# READING PASSAGE
===

A new pilot aims to tackle a key problem faced by carmakers: using glue to adhere foams to plastics and metals can make disassembling parts for recycling nearly impossible.

To unlock the secrets of the gecko’s pads, which can reportedly support up to 132 kilograms, Ford is teaming up with Procter & Gamble and the Biomimicry Institute to research the creature.

“The gecko could inspire a host of adhesive innovations for global applications at Ford,” said Debbie Mielewski, Ford senior technical leader for plastics and sustainability research.

“Solving this problem could provide cost savings and certainly an environmental savings. It means we could increase the recycling of more foam and plastics, and further reduce our environmental footprint.”

As part of the project, Ford recently hosted a forum at its Dearborn campus alongside its partners, where 200 designers and researchers were taught about biomimicry and how to apply it to their work.


Taking inspiration from nature is not new. The famous Japanese bullet train was inspired by the kingfisher, Velcro took its cues from a burr, and improved medical needles were developed based on the mosquito.

===

# MATERIAL PROVIDED
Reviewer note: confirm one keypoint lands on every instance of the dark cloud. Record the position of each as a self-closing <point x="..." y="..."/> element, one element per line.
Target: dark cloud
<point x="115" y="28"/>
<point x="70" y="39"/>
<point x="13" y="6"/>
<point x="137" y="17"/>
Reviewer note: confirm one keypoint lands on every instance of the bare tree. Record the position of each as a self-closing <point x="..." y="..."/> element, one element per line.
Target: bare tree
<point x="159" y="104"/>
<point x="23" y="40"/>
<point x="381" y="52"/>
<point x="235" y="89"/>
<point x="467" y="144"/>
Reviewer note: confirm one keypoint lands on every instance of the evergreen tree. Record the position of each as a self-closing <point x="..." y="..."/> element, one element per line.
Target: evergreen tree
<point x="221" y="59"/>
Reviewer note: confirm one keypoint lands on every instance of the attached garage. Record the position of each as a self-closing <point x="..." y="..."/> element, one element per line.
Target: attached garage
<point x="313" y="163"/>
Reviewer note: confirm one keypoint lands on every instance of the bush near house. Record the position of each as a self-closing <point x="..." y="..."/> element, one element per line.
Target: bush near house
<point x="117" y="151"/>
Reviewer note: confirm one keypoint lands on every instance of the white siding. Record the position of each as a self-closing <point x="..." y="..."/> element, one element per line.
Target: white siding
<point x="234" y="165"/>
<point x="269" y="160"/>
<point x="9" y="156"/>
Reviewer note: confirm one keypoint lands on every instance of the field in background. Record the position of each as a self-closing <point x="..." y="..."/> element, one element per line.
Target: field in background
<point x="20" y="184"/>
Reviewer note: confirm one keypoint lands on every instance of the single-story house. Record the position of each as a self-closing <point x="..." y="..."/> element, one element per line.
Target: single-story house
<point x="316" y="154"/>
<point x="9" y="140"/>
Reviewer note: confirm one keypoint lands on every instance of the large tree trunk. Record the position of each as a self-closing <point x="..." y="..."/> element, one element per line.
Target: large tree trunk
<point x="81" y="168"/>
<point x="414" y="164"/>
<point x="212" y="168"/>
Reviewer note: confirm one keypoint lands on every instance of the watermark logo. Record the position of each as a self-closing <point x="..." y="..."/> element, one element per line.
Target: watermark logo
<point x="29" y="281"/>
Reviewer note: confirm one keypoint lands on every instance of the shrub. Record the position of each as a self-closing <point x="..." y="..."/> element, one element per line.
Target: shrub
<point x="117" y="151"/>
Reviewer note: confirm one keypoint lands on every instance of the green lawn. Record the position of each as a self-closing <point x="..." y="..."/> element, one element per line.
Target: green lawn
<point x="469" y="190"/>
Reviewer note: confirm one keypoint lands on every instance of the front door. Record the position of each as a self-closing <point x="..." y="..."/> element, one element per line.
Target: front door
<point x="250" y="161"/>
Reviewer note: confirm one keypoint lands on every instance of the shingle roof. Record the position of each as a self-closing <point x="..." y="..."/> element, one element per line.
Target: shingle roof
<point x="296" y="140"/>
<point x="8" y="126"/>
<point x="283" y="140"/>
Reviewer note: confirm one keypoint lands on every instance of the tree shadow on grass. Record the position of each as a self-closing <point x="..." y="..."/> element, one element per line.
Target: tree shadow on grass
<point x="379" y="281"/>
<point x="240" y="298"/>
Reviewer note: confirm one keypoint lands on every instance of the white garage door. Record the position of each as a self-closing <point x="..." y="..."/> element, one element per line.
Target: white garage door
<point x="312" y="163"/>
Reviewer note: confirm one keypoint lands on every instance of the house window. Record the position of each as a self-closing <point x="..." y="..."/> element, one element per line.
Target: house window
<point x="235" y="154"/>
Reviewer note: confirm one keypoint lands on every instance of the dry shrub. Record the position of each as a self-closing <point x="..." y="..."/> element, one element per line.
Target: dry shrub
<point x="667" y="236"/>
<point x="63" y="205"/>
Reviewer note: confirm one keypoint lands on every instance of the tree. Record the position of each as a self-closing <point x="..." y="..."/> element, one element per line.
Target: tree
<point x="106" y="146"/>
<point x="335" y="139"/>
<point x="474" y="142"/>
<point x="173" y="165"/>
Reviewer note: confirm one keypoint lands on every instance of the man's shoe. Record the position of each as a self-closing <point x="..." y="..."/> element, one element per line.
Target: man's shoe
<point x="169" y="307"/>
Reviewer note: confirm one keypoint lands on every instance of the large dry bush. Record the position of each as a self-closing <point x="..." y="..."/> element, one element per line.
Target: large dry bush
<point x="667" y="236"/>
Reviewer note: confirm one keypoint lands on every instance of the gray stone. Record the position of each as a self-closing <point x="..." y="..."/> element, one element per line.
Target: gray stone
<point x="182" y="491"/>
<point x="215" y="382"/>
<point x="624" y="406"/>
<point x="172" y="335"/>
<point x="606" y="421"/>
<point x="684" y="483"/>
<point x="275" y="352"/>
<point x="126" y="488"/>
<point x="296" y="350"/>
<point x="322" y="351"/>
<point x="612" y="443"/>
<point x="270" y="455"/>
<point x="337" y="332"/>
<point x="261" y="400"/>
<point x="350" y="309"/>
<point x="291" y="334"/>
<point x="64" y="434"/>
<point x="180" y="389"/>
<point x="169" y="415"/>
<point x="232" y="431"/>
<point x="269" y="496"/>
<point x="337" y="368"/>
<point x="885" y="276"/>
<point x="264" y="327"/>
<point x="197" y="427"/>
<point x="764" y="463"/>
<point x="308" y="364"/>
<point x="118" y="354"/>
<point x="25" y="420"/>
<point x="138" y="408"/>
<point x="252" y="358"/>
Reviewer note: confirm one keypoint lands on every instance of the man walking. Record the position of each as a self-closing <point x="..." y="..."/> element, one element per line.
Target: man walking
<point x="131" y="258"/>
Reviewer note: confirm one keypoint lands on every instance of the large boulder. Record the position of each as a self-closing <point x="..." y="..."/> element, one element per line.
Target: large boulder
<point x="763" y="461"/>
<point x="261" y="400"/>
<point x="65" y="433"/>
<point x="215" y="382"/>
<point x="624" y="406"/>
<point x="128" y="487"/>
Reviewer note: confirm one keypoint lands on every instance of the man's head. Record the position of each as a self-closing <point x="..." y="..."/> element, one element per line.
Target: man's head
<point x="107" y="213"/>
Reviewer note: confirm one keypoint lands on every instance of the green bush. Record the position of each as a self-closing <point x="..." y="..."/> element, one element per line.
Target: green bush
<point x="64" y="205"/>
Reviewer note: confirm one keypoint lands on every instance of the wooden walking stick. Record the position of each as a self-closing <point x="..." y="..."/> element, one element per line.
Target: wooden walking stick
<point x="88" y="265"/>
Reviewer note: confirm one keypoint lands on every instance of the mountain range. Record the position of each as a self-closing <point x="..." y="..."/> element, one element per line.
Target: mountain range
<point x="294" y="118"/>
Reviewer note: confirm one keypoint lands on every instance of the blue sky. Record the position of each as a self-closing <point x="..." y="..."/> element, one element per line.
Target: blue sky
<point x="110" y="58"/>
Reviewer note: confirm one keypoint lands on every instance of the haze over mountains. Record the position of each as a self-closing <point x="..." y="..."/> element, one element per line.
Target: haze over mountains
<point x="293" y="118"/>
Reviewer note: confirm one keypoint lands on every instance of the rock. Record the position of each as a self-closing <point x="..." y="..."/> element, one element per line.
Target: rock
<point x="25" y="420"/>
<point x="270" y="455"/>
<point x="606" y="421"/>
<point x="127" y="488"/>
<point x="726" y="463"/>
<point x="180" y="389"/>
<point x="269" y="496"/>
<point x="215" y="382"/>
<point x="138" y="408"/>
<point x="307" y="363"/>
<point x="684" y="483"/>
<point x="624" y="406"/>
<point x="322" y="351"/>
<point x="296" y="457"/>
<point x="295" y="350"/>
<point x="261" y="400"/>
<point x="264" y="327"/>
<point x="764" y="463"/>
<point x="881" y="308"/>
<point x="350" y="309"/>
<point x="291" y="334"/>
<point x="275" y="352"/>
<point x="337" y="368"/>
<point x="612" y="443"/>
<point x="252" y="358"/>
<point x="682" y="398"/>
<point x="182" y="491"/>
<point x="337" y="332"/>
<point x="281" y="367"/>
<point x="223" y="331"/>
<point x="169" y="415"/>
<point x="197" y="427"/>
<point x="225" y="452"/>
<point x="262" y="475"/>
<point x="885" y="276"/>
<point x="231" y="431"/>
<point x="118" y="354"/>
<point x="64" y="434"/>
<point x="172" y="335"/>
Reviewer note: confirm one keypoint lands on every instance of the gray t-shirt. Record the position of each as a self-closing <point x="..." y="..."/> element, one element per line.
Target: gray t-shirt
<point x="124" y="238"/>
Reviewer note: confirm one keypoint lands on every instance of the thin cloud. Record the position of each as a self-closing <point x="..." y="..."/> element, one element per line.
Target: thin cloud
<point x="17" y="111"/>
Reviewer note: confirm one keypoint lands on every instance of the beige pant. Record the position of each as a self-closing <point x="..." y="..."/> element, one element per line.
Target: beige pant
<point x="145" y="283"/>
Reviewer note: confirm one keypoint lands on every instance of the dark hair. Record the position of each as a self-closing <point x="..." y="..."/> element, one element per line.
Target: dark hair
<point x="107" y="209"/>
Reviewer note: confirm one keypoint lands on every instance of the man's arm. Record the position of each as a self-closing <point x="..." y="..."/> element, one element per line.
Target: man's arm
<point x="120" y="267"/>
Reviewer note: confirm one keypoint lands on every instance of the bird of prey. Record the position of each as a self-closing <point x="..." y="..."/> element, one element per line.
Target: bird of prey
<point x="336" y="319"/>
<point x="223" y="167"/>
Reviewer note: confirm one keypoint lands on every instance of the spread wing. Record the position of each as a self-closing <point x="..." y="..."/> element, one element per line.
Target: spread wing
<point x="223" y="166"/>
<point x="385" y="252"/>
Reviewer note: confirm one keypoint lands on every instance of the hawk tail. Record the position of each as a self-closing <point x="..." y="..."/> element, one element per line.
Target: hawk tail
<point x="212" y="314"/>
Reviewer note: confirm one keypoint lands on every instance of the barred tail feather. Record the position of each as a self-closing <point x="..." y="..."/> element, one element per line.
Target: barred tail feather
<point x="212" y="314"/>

===

# EXERCISE REQUIREMENTS
A. Answer these questions from the gecko article.
(i) How much weight can a gecko's pads reportedly hold?
(ii) Which groups is Ford working with on the research?
(iii) How many designers and researchers were taught at the forum on Ford's Dearborn campus?
B. Using the gecko article, explain why Ford wants to find something other than glue for joining parts.

# RESULTS OF THE TASKS
A.
(i) Up to 132 kilograms.
(ii) Procter & Gamble and the Biomimicry Institute.
(iii) 200.

B. When glue sticks foams to plastics and metals, it can make taking parts apart for recycling nearly impossible. Solving this could save money and let Ford recycle more foam and plastics, which would shrink its environmental footprint.